Data for this exercise
◇ ◇ ◇ ◇ ◇

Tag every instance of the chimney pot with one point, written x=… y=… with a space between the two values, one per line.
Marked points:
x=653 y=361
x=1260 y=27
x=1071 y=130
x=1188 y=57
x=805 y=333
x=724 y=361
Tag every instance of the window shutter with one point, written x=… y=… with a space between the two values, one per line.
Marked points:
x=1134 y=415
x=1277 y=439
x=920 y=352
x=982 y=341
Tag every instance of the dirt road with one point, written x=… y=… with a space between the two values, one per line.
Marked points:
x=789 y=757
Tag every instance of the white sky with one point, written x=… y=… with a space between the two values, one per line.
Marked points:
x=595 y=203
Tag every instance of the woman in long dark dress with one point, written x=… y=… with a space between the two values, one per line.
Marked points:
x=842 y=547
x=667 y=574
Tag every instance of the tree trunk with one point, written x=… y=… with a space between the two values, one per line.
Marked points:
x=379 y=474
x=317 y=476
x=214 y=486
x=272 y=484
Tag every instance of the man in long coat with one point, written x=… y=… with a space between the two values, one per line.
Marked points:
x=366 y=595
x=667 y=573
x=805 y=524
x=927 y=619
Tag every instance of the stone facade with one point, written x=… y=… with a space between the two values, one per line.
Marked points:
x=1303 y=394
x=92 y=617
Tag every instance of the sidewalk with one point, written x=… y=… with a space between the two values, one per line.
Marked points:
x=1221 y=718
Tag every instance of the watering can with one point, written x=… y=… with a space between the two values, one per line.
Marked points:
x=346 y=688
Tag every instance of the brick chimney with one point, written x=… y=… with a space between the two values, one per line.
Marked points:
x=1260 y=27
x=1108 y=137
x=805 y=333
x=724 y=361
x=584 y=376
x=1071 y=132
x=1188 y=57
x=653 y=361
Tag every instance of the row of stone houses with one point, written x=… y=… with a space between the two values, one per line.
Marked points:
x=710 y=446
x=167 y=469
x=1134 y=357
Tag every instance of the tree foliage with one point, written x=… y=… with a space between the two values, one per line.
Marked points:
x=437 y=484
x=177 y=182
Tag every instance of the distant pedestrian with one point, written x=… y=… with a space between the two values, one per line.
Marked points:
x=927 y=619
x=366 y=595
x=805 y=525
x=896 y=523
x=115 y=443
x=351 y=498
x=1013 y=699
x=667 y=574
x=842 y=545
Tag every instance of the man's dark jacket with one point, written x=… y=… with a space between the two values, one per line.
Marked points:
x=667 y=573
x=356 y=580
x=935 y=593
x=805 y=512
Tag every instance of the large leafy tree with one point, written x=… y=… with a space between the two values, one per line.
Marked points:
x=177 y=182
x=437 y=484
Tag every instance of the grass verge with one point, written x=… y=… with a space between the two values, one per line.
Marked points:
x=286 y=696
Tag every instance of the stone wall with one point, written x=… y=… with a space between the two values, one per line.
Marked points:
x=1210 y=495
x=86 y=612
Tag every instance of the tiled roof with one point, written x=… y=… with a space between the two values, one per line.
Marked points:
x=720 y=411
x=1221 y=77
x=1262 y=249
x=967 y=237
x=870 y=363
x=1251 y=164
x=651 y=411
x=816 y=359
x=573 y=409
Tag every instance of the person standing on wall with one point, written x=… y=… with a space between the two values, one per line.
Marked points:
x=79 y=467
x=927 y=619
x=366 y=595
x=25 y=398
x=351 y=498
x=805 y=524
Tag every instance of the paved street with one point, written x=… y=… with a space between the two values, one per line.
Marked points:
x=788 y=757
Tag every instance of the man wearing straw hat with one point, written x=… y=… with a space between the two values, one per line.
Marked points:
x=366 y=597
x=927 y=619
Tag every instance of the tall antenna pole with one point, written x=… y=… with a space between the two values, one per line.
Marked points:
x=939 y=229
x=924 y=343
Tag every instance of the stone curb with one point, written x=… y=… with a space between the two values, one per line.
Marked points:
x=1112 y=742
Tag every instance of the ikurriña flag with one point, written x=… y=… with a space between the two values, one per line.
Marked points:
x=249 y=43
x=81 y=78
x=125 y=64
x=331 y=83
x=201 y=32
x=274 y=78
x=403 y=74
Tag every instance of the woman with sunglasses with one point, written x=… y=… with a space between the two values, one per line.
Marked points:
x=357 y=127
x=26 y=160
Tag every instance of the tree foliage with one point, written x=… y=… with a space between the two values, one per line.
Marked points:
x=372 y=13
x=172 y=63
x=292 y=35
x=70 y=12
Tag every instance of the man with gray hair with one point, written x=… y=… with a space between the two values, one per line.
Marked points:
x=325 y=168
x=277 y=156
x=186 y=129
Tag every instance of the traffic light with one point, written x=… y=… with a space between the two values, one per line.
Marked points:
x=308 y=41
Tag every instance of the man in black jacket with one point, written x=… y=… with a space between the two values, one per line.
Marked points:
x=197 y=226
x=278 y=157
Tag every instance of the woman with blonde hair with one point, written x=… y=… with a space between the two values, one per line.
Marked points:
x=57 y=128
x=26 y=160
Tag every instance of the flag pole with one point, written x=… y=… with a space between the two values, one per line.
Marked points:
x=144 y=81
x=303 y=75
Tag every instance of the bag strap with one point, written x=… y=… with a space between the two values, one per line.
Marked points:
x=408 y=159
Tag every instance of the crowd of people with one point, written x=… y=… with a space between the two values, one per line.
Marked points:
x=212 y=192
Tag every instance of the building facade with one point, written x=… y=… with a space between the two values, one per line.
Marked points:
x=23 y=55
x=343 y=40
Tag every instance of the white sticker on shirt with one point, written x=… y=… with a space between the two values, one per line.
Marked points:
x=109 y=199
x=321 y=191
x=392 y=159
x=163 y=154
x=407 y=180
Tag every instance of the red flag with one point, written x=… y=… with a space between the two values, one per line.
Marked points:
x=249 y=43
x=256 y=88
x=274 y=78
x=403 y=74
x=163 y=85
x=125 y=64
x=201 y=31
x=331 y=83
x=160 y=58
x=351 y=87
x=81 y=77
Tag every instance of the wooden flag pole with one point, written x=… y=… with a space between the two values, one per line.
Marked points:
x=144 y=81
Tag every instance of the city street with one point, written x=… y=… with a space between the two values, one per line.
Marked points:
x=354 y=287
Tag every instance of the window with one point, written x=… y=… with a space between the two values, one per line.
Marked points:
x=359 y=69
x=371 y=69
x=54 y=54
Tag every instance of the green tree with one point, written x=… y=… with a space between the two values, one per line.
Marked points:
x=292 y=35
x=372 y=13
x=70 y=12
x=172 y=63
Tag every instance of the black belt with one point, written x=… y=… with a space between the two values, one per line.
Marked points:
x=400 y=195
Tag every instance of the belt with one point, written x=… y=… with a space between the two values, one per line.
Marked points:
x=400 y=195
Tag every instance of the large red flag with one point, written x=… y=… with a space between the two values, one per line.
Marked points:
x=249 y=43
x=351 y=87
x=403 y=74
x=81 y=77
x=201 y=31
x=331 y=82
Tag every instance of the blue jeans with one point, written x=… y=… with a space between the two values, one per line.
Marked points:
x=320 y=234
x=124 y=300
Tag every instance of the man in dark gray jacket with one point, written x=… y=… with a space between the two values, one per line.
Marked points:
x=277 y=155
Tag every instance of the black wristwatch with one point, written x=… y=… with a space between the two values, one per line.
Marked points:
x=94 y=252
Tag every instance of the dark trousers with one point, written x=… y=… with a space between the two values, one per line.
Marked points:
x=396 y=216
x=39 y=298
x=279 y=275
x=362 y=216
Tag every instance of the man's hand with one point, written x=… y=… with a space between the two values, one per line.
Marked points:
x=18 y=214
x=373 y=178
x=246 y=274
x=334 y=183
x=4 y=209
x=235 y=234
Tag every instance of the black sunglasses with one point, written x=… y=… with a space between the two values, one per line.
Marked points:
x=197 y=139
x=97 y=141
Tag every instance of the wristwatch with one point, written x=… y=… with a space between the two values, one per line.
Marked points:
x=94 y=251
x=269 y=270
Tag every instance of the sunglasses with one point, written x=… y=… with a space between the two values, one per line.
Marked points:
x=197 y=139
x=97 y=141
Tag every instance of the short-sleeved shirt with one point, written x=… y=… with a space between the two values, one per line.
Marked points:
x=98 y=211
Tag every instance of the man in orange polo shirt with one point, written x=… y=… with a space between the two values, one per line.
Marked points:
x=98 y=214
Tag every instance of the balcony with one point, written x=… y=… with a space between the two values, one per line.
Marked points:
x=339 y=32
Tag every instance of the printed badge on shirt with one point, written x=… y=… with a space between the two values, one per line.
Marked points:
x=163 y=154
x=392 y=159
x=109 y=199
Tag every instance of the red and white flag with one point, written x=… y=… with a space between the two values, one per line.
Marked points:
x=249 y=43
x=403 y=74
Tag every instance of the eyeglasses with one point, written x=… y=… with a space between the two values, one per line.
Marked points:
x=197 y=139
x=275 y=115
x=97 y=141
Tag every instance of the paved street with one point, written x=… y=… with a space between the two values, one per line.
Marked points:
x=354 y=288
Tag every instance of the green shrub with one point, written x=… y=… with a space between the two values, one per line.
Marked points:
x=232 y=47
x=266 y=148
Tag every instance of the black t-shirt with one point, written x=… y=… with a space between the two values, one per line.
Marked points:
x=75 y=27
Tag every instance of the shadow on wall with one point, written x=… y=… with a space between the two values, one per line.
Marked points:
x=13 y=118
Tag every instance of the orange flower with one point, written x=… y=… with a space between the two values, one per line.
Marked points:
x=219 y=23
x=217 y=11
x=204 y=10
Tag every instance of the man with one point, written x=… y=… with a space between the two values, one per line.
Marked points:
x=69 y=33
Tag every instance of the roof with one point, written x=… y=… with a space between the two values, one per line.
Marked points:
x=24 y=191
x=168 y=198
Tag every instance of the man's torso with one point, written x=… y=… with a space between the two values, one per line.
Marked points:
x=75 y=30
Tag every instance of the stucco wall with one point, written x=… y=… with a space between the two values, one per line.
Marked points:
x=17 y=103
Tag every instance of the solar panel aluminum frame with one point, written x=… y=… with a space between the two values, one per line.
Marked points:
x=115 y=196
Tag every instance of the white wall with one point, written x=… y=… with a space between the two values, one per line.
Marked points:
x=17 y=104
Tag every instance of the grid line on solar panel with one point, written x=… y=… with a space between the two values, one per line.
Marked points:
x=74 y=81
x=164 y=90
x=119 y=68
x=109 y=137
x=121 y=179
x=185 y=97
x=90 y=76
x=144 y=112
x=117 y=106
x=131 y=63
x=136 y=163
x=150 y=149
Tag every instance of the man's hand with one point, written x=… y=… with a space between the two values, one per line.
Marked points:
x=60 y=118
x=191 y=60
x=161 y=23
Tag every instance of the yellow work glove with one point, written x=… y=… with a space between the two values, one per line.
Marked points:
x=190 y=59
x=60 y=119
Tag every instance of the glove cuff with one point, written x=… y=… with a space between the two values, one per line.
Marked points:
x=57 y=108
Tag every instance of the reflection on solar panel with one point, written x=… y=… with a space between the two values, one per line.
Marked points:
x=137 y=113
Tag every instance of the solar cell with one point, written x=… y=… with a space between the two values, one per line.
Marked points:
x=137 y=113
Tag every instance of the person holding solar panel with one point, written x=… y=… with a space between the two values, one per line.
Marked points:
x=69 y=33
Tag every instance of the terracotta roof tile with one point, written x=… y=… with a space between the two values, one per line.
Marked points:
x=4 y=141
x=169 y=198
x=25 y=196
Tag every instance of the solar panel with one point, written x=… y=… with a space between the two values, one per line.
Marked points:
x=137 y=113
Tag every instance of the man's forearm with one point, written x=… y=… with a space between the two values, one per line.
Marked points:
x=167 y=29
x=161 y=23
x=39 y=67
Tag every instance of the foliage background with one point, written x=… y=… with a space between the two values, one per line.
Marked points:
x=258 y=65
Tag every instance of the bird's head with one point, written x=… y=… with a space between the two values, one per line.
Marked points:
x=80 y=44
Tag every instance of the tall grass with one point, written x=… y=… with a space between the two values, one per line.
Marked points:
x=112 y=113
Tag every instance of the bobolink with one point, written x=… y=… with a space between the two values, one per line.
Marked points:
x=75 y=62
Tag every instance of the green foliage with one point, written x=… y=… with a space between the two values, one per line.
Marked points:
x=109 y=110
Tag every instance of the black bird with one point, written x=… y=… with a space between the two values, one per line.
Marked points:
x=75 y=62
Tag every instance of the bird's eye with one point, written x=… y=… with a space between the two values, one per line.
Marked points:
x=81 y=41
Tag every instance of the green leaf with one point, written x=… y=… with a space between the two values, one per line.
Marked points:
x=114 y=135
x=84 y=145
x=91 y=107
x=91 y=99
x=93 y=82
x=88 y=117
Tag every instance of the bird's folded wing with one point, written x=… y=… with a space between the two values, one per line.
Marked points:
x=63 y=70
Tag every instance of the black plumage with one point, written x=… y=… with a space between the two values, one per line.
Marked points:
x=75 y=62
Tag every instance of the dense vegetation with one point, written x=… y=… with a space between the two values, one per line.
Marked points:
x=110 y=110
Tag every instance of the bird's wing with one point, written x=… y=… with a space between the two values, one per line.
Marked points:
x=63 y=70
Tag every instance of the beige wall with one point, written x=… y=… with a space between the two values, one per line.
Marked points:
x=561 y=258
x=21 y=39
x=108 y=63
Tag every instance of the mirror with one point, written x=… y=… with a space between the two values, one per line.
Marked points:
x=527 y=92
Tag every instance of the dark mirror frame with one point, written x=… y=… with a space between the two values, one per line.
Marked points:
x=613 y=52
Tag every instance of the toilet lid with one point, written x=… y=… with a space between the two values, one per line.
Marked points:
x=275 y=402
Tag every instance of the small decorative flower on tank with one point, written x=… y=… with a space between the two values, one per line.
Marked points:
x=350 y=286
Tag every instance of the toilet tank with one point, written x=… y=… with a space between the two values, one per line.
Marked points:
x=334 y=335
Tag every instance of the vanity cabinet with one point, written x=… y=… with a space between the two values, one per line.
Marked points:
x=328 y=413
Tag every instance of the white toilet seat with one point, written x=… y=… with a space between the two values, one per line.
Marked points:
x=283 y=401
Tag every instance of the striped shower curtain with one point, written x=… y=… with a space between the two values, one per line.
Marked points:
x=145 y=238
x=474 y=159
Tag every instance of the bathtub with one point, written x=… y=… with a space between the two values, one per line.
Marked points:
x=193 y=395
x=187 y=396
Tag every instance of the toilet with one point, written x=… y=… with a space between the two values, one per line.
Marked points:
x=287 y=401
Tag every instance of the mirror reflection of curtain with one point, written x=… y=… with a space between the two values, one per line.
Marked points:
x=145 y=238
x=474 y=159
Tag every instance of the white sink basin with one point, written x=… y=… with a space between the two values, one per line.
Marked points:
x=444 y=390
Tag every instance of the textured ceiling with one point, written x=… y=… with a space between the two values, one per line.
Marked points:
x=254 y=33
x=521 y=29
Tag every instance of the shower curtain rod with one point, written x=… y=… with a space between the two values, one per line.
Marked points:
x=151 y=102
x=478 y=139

◇ ◇ ◇ ◇ ◇

Work to be completed
Reproduce the material word for word, starting with the line that contains "Tag every instance of the textured" and continuing through its final line, both included.

Output for this exercise
Tag every instance of the textured ceiling with one point, written x=… y=… with a space between the two values, one per line.
Marked points:
x=254 y=33
x=521 y=29
Tag every instance of the shower curtain rod with one point, written x=… y=… with a space between the two values, one per line.
Marked points:
x=151 y=102
x=478 y=139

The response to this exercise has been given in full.